— BEGIN —
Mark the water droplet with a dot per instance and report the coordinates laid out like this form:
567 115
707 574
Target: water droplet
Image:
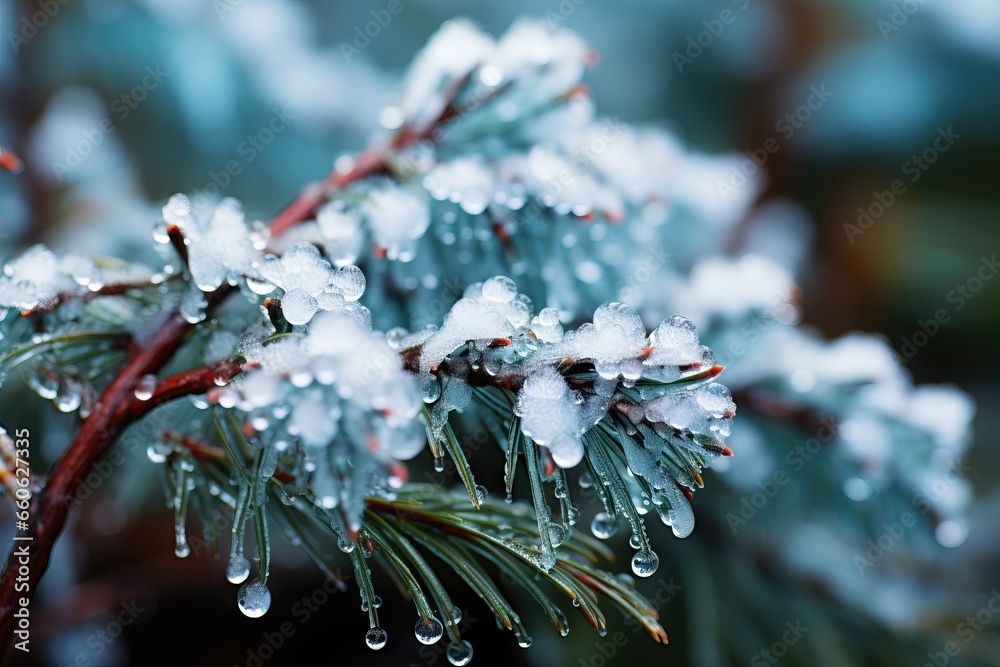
603 526
237 570
145 387
481 493
254 599
376 638
159 451
68 399
644 563
459 653
181 548
429 632
45 385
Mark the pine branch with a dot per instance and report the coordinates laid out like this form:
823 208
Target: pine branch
118 406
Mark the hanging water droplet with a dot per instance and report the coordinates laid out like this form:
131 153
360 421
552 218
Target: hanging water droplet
574 516
604 525
68 399
557 534
254 599
181 548
376 638
45 385
429 632
145 387
644 563
237 570
459 653
481 493
159 451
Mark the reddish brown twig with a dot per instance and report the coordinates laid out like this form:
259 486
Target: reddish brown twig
118 406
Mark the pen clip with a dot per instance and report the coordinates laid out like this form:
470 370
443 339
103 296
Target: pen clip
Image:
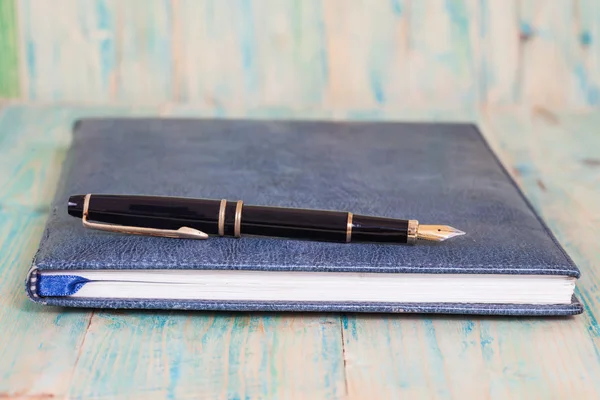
182 233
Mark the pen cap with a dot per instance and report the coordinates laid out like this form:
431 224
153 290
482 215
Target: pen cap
75 206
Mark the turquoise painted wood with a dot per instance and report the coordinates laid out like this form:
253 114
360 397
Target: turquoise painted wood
340 54
56 353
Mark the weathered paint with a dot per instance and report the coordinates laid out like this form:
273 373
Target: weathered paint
310 53
9 66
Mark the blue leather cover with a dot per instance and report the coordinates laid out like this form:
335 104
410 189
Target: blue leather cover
436 173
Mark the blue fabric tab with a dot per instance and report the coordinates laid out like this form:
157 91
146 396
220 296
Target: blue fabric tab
60 285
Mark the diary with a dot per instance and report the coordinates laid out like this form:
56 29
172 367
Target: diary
507 263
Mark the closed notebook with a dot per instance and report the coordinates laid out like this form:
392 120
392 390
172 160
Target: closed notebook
507 263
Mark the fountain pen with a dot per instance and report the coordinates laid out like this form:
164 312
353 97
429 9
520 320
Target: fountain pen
189 218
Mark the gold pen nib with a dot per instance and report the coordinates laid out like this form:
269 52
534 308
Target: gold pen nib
437 233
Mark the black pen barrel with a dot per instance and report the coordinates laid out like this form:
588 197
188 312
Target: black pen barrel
231 218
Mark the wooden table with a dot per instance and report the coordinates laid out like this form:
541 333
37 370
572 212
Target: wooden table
57 353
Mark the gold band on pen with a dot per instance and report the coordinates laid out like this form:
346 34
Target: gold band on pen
237 225
222 217
413 230
349 228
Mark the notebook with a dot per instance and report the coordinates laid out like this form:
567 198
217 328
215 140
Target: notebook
507 263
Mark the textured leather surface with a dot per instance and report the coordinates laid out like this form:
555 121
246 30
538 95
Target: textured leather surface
436 173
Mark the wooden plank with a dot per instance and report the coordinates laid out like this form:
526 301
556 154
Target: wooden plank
367 49
9 60
442 63
586 90
500 55
548 48
210 355
144 54
39 347
39 137
415 356
71 56
270 52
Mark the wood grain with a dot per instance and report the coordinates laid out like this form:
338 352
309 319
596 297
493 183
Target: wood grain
9 60
302 54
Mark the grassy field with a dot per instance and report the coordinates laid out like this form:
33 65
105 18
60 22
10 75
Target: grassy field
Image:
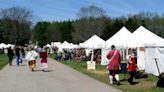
3 60
101 74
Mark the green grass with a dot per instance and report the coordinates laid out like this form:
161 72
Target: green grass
101 74
3 60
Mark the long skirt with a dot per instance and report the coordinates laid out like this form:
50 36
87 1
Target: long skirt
32 64
44 66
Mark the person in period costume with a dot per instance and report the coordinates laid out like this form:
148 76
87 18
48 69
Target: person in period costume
10 54
43 56
17 53
31 58
132 67
113 65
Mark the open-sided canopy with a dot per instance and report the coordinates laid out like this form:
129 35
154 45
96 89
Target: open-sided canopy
94 42
120 39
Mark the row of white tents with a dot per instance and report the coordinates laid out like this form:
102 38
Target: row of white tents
2 45
124 39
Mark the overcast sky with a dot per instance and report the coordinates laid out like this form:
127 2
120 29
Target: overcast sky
59 10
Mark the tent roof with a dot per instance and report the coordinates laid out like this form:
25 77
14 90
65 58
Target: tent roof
121 38
66 45
94 42
143 36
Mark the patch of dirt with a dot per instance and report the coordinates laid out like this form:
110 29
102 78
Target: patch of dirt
144 85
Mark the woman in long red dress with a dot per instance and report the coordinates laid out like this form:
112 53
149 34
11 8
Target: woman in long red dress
132 67
43 56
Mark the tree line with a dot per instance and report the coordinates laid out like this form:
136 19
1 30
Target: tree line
16 26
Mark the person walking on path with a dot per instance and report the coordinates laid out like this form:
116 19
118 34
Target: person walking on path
10 54
132 67
113 65
31 58
43 56
17 53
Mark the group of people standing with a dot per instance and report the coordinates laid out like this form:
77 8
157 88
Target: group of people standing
30 57
114 66
19 53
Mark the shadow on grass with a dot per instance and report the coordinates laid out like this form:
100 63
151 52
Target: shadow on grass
42 71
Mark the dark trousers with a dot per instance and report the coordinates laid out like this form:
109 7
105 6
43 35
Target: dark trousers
131 76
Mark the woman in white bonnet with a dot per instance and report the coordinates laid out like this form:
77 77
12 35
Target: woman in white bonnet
43 56
31 58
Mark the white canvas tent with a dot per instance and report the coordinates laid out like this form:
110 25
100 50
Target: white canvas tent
141 38
150 63
66 45
120 39
94 42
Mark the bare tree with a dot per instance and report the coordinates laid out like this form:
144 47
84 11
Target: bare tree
91 21
20 25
— END —
From the line containing "Mark the patch" to the last line of the material, please quote every line exactly and only those.

Mark the patch of dirt with a dot per instance and report the coordinates laid out like this form:
110 29
102 78
Target: patch of dirt
144 85
Mark the woman in long red dress with a dot per instance and report the coordinates laid out like this form:
112 53
149 34
11 8
Target: woman in long red dress
132 67
43 56
Mark the tree line with a dot per instance and report the coordinates laid out like this form:
136 19
1 30
Target: tree line
16 26
Mark the person walking on path with a dot per instance and report the coordinates laid out like this form:
116 19
118 34
Target: person walking on path
10 54
132 67
113 65
31 58
43 56
17 53
Mark the group of people standing with a dot per instance and report the coordinates laid out like this form:
77 8
157 88
Target: group of people standing
30 57
114 66
19 53
Mark the shadow on grass with a dot per instance and report the coordinates laid out like this form:
100 63
151 52
Target: shadow on grass
42 71
Mark the dark trousers with a dot per instance and report the coordinates laid out like this form:
109 7
105 6
43 35
Target: dark trousers
131 76
Mark the woman in white bonnet with a dot per instance and report the coordinates laid out like this form:
77 77
12 35
Target: woman in white bonnet
43 56
31 58
Mark the white canvas tent with a dot per instance and report the coordinates laid out like this form:
110 25
100 50
Target: white canvas tent
141 38
150 63
66 45
120 39
94 42
Mark the bare tree with a dot per instance and report the coordinates laid out like this form:
144 47
84 11
Target: bare tree
91 21
20 25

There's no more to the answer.